## Problem to solve
Go through the records and show each line where the word "below" occurs.

..............................

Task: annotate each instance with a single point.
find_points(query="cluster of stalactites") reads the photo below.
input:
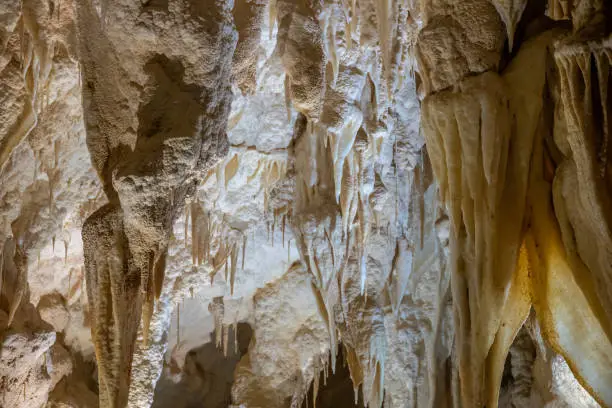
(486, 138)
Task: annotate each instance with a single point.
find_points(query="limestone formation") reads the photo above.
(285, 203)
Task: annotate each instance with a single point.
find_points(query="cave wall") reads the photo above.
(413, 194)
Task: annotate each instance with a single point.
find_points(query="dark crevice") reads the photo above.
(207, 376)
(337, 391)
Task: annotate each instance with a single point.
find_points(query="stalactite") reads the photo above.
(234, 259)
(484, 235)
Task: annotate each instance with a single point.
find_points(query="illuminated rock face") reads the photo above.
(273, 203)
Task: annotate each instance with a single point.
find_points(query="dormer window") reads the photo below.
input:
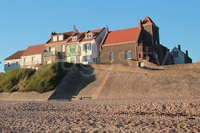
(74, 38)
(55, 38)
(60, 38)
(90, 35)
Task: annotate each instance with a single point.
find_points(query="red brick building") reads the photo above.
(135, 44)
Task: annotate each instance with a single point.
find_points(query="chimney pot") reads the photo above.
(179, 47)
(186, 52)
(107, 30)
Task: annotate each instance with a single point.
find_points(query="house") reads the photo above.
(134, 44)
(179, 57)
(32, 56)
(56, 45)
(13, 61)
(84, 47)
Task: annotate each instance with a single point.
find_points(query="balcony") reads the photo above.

..............................

## Answer to the problem
find_points(query="cluster of stalactites") reads the photo below.
find_points(query="dormer window") reads the photo below.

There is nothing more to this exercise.